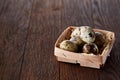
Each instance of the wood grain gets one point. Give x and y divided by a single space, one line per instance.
39 61
14 21
29 29
98 15
77 12
105 16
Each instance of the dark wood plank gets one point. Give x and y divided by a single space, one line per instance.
14 22
39 60
78 13
106 15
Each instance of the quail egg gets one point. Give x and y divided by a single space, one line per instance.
90 48
68 45
100 39
77 40
87 34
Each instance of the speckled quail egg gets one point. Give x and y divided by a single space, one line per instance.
76 40
68 45
100 39
87 34
90 48
76 32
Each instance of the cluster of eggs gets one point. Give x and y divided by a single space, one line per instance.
85 39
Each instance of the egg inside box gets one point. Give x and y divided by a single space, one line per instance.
87 60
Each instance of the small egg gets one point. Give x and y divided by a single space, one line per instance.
76 40
87 34
90 48
69 46
76 32
100 39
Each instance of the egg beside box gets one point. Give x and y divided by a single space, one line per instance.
86 50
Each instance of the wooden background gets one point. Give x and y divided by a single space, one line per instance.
29 29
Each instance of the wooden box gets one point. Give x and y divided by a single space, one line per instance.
87 60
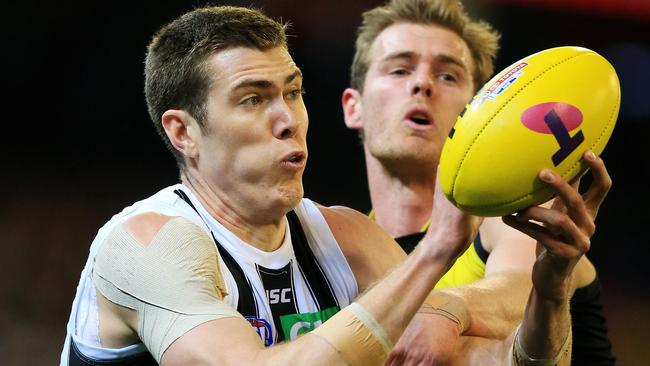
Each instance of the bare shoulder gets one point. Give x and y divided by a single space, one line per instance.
145 226
369 250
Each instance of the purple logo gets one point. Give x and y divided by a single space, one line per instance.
534 117
558 119
263 329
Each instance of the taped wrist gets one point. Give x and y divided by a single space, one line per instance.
357 336
450 306
521 358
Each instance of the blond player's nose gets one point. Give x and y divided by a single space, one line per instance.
422 86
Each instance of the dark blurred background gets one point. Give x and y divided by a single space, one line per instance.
78 145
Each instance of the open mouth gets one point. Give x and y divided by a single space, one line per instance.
295 159
420 118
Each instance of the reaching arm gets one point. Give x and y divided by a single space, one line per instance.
386 307
544 336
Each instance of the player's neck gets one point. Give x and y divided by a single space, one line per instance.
401 202
266 234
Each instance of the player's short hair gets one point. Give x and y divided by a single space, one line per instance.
177 74
481 39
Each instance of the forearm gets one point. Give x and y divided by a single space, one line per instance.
490 314
349 333
546 330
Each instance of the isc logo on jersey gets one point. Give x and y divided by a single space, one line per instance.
279 296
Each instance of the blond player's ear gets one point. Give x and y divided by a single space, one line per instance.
352 108
182 130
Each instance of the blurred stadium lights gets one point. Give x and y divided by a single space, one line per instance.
626 8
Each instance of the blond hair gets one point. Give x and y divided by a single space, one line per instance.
481 39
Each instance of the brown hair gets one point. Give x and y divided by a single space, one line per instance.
177 74
479 36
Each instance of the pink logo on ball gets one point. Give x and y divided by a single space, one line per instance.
533 117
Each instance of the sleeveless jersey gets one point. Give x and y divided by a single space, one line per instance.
283 293
468 268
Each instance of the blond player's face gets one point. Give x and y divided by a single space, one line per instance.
255 148
418 81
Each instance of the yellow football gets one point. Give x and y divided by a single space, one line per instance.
543 111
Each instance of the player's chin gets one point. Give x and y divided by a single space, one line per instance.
290 193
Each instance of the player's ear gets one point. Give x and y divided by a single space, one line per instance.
182 130
352 108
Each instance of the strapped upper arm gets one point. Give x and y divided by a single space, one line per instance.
167 270
510 250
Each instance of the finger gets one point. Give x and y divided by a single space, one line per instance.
571 198
600 185
553 243
561 225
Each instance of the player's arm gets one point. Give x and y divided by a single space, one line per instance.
180 327
496 302
544 336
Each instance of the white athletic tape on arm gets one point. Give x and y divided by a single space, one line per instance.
174 283
357 336
375 328
521 358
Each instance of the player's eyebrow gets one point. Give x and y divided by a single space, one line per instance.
263 83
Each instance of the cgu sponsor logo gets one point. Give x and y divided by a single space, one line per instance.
294 325
279 296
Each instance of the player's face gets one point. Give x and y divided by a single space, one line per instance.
418 81
255 148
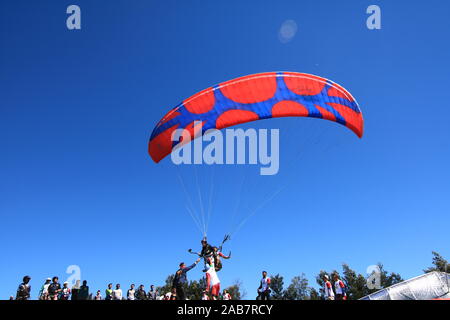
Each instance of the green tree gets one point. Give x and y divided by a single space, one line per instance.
167 287
356 283
314 294
388 279
298 289
235 290
276 285
439 264
195 289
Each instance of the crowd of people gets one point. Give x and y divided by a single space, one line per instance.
52 289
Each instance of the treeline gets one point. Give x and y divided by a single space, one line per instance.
300 289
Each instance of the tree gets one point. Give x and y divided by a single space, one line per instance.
235 290
388 279
276 285
298 289
439 264
314 294
167 287
356 284
194 290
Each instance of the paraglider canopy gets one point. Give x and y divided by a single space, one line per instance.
256 97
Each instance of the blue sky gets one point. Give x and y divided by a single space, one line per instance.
77 108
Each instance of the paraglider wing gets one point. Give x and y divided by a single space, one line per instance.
255 97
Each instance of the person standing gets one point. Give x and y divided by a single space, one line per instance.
117 293
264 287
140 293
54 289
131 292
327 288
109 292
339 288
152 293
83 293
98 296
212 279
24 290
226 295
181 279
65 291
43 293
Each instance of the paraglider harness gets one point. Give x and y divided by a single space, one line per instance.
210 252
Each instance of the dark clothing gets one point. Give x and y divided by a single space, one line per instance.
180 275
141 294
23 292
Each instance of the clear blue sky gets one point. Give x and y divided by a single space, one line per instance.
77 108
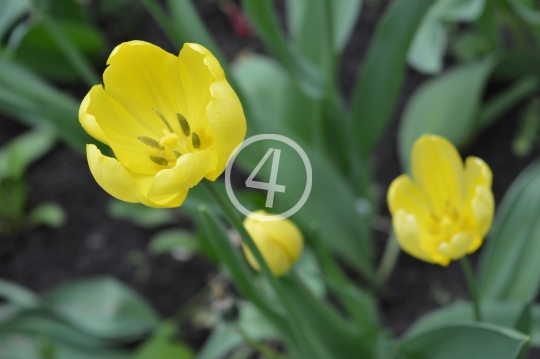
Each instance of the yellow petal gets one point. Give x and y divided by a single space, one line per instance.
142 76
122 130
114 178
190 170
403 194
460 243
198 70
477 173
408 234
227 122
273 254
438 171
483 207
89 123
285 234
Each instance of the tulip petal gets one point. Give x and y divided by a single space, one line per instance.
483 207
403 194
122 130
287 236
89 123
190 169
198 70
477 173
438 171
408 234
114 178
142 77
228 124
273 254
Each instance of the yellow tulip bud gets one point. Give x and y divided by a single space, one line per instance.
445 210
170 121
280 243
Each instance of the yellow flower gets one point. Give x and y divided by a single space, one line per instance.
280 243
170 121
446 210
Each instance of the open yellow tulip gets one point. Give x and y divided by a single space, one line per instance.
170 120
280 243
446 210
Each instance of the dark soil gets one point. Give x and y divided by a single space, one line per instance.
93 243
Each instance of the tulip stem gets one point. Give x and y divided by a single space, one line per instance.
388 261
229 212
261 348
473 288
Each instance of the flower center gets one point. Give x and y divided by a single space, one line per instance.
171 146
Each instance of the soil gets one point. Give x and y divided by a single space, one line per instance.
93 243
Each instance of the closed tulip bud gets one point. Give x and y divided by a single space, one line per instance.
280 243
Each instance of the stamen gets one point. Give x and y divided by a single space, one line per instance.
159 160
184 124
195 140
150 142
163 119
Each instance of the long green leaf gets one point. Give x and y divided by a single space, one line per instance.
466 340
331 202
509 267
444 106
377 88
102 307
308 76
35 102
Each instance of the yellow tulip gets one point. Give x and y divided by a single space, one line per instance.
446 209
280 243
170 120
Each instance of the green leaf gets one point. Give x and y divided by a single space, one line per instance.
10 12
18 295
13 197
329 334
38 323
428 47
39 51
378 86
504 314
162 345
342 227
20 345
36 103
509 269
141 215
172 240
224 337
48 214
306 74
445 105
466 340
529 126
22 151
102 307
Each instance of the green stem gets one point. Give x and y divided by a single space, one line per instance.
473 288
388 261
231 215
261 348
72 54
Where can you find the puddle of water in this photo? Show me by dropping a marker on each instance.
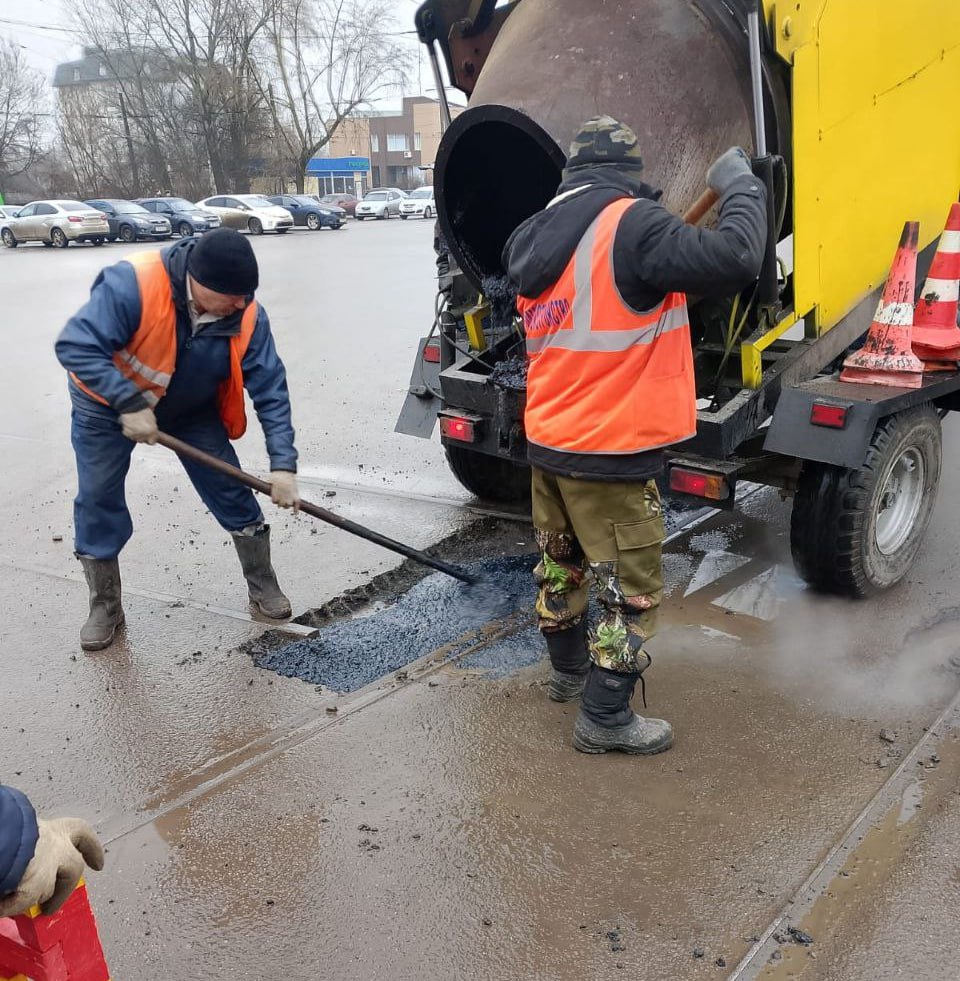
(910, 803)
(713, 566)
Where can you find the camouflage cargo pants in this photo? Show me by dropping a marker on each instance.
(616, 531)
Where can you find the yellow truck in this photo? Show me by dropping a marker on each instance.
(848, 109)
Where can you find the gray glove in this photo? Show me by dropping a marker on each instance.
(140, 426)
(63, 847)
(727, 168)
(283, 489)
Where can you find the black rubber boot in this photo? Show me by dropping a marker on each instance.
(106, 613)
(607, 722)
(570, 661)
(265, 592)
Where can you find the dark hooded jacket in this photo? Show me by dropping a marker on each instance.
(109, 320)
(654, 253)
(18, 838)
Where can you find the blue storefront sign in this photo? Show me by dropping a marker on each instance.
(340, 174)
(337, 166)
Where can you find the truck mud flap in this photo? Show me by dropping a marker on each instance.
(418, 417)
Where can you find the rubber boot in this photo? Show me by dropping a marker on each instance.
(607, 722)
(265, 593)
(570, 661)
(106, 613)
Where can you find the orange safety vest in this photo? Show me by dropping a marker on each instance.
(603, 378)
(150, 357)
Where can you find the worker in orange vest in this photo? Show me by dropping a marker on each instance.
(602, 275)
(169, 340)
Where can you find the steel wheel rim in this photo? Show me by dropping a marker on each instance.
(900, 500)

· · ·

▶ [TASK STATEMENT]:
Only the lines from the one with "Where can you find the steel" through the final line above belong in the answer, each reproduced word for word.

▶ [THE COMPLETED TASK]:
Where can you find the steel wheel rim in this photo? Show me by dropping a marker on each instance.
(900, 500)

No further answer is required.